- [Texto fornecido]
O atraso de 11 meses na liberação do FSA em 2019, a proposta do
governo Bolsonaro de cortar 43% do fundo em 2020 e a não formulação
do Plano Anual de Investimentos (PAI) da Ancine são fatores que
podem elevar ainda mais o tensionamento no mercado audiovisual.
A paralisação das ações da Ancine é grave. A diretoria do órgão é composta por cargos, mas apenas dois estão ocupados – no dia 15 de janeiro, o presidente Bolsonaro indicou a servidora da Ancine Luana Rufino, uma conservadora católica, para ocupar uma dessas cadeiras que ficou vaga por todo o ano de 2019. O não preenchimento das diretorias comprometeu a liberação dos recursos do Fundo Setorial do Audiovisual, cuja previsão para o ano passado era de R$ 724 milhões. Os primeiros desembolsos só aconteceram em novembro. Segundo a Secretaria Especial da Cultura, “o FSA apoiou 591 projetos, com investimento total de R$ 467.106.089,47, dos quais R$ 396.062.199,61 já foram desembolsados”.

- [Dados fornecidos]
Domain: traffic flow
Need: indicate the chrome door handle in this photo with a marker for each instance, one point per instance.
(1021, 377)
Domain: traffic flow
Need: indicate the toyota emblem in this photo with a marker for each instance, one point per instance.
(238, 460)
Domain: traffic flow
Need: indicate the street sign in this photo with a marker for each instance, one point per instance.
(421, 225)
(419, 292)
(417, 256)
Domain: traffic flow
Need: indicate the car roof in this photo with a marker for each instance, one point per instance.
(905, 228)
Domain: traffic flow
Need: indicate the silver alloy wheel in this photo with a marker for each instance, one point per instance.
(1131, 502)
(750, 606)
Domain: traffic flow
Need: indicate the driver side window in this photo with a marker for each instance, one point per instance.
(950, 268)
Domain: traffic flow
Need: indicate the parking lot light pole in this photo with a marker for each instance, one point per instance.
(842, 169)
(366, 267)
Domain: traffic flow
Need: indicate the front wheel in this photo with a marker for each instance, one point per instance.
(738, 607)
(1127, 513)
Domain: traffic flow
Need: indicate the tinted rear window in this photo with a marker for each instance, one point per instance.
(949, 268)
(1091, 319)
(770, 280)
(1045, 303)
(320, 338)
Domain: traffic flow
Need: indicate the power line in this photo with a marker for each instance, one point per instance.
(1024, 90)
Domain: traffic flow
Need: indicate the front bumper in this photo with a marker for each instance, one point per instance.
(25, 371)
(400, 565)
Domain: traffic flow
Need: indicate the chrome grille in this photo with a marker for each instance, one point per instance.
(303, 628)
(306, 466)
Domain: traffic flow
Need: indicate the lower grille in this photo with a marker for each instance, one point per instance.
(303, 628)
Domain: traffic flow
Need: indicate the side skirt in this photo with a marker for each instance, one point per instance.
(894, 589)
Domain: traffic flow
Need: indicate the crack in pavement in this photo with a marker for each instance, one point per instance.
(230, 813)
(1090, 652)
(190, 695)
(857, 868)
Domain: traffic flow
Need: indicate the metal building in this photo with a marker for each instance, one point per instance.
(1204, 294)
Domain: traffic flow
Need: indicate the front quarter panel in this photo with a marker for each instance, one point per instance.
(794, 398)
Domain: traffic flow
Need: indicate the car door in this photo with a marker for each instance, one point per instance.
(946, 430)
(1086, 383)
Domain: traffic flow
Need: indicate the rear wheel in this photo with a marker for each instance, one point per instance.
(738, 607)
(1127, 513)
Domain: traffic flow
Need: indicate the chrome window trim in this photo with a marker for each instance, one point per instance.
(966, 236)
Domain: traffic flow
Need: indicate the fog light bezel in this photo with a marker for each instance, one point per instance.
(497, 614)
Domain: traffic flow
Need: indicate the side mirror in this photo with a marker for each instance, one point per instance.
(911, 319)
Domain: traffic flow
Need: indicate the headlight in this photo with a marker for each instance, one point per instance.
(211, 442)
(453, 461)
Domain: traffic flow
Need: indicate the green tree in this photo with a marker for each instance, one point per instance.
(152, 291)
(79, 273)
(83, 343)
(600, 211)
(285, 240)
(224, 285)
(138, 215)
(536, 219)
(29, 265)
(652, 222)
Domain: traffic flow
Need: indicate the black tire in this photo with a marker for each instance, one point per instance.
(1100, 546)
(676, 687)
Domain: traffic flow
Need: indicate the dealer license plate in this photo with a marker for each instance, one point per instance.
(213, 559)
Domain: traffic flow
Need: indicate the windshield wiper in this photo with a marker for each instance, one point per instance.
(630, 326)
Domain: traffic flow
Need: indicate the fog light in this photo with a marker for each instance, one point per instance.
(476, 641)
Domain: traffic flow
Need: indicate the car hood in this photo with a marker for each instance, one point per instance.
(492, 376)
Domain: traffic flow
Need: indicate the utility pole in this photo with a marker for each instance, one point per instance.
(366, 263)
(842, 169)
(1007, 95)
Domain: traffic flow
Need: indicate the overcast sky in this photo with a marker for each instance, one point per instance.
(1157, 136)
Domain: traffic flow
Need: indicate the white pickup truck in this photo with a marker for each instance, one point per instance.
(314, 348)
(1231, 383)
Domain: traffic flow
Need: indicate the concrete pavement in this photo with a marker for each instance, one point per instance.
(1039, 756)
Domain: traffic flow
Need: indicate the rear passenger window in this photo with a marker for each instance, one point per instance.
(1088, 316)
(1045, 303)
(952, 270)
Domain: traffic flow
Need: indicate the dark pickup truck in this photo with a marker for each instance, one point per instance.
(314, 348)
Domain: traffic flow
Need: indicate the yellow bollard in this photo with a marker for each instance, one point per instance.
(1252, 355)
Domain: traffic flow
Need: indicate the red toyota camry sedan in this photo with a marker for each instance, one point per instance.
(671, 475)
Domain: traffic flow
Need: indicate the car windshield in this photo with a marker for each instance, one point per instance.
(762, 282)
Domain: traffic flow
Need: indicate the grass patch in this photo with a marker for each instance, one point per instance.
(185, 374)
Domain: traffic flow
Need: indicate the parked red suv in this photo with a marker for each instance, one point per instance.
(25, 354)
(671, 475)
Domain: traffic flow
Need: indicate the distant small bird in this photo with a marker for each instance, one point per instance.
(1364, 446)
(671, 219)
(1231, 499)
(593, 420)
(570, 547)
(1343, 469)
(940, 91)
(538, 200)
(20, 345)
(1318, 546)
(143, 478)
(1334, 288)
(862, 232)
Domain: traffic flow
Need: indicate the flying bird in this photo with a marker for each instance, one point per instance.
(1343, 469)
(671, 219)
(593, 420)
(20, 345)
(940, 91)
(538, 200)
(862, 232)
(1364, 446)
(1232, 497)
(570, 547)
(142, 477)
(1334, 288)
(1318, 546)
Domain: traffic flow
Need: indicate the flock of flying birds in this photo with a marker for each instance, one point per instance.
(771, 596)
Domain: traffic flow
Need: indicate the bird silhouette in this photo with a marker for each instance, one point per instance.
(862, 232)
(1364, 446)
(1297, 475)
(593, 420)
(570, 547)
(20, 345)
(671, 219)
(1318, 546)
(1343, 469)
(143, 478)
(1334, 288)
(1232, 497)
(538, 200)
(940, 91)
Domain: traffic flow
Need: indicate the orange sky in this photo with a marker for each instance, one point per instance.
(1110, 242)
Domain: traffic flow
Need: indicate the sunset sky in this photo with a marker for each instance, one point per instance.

- [A fazer] Transcreva literalmente o trecho do texto sobre a Ancine que começa em "O atraso de" e segue até "no mercado audiovisual.", incluindo essas palavras.

- [Resposta]
O atraso de 11 meses na liberação do FSA em 2019, a proposta do
governo Bolsonaro de cortar 43% do fundo em 2020 e a não formulação
do Plano Anual de Investimentos (PAI) da Ancine são fatores que
podem elevar ainda mais o tensionamento no mercado audiovisual.